LIST OF TASKS =
1. Can you duplicate the passage from the Dunkirk discussion that begins at the words "Even with failure" and stops after "big ask though."?
2. Which place names appear in the Dunkirk discussion? List each distinct one once.
3. How would the Dunkirk discussion go on after its final sentence? Resume it from there.

EXTRACT PROVIDED =
The evacuation at Dunkirk gave the Brits exactly what they needed when they needed it most....hope.

Yes and No. A lot of the transcripts from those cabinet meetings in the UK right around the time of Dunkirk are available publicly now, and they make an interesting read.

Even with failure at Dunkirk, Britain's idea of peace and Hitler's were likely radically different. The people in the UK who supported appealing for peace believed that Germany would look to get out of the fight cleanly, and not request much in the way of reparations. Others were convinced that Germany would insist on the UK giving up a lot of its colonial territories in Africa and Asia, and there was little chance the British would ever do that.

If Hitler had come to the table with reasonable demands, there's a decent chance Britain gets out. That's a big ask though.

What would Hitler want in Africa other than the pre-war status quo? What could he have use for in Asia? That was the Japanese. The Middle East would be the only potential issue.

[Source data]

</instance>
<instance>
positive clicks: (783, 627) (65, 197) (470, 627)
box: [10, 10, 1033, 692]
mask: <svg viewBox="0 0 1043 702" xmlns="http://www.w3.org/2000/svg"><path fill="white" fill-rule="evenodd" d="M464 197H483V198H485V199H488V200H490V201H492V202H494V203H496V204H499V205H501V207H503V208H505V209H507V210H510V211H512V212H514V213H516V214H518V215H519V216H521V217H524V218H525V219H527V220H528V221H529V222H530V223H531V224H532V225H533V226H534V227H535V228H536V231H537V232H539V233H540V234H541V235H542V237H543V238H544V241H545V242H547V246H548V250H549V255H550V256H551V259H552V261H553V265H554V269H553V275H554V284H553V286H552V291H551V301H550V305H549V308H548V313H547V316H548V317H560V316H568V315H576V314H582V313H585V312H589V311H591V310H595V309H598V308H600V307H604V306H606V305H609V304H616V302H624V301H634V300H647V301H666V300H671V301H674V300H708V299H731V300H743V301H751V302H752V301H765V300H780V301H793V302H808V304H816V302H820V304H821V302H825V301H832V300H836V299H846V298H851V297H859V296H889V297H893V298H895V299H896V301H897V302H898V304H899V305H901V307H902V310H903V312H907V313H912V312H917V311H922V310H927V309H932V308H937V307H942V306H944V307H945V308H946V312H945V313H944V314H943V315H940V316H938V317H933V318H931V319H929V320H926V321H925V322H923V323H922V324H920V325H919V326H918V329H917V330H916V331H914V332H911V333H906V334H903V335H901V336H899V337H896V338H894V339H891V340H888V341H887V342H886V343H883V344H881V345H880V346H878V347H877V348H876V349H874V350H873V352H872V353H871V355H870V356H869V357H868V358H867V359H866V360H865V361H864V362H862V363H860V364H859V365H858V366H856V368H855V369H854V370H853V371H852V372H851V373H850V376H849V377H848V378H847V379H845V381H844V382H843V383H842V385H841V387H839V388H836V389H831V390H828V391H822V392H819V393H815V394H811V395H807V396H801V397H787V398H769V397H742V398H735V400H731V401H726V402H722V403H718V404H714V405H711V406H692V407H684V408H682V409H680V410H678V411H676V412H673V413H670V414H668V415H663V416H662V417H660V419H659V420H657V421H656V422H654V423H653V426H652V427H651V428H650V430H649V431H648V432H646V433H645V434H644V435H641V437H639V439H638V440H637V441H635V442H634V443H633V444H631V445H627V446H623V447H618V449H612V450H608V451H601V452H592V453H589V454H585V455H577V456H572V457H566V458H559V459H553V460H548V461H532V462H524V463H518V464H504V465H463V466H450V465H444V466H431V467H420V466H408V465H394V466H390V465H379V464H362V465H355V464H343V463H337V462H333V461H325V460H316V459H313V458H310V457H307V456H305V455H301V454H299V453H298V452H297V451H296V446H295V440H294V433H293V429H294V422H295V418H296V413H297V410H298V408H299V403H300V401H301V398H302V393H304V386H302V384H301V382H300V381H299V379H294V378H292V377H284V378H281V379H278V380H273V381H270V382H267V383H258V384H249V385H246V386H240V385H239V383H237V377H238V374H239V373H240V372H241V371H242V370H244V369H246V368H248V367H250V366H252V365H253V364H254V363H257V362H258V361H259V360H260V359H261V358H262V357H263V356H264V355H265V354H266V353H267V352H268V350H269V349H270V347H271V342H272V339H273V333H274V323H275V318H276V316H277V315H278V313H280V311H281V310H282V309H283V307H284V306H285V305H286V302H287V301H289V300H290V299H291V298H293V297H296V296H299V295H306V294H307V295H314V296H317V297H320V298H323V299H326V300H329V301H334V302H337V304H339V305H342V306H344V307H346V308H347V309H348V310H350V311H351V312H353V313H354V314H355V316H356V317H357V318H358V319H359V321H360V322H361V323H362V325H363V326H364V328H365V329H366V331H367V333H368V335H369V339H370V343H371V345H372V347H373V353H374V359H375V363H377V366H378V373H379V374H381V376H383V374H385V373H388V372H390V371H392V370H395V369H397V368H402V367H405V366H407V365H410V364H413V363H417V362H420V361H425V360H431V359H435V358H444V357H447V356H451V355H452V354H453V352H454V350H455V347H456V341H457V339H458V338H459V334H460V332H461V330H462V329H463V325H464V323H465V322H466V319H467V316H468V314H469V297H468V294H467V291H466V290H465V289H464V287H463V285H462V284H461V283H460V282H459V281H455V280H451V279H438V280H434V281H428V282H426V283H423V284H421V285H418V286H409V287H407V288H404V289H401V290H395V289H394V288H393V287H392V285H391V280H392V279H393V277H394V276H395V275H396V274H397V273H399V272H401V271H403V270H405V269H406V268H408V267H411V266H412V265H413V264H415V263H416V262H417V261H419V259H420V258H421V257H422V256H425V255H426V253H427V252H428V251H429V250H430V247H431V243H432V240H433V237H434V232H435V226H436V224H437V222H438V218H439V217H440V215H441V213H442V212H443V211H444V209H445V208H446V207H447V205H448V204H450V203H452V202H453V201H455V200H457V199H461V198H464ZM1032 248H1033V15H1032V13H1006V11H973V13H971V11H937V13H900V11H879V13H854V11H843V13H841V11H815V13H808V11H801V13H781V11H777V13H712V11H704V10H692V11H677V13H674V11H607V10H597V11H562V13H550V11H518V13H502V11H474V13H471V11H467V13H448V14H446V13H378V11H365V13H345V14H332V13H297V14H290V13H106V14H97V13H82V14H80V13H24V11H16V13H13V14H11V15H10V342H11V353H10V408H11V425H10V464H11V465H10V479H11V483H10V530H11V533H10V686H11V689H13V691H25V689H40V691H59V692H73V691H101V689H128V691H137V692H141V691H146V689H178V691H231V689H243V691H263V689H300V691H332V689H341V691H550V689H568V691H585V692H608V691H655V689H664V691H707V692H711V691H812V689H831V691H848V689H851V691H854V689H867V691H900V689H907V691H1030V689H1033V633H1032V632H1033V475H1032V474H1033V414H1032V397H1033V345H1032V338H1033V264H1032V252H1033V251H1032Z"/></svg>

RESULTS FOR EACH TASK =
1.
Even with failure at Dunkirk, Britain's idea of peace and Hitler's were likely radically different. The people in the UK who supported appealing for peace believed that Germany would look to get out of the fight cleanly, and not request much in the way of reparations. Others were convinced that Germany would insist on the UK giving up a lot of its colonial territories in Africa and Asia, and there was little chance the British would ever do that.

If Hitler had come to the table with reasonable demands, there's a decent chance Britain gets out. That's a big ask though.

2.
Dunkirk
UK
Britain
Germany
Africa
Asia
Middle East

3.
Hitler could have asked for the African colony that Germany lost from WWI, or more likely he probably would have taken over the French colonies in Africa plus some from Britain - maybe some of the British holdings in the ME. Russia likely does their own thing and the British sue for peace and the war ends up being Russia fighting alone. That all assumes the U.S. never enters the war. IMHO, the U.S. was the difference maker in both world wars. Without them, either you get a stalemate in WW1 or an Axis victory in WW2.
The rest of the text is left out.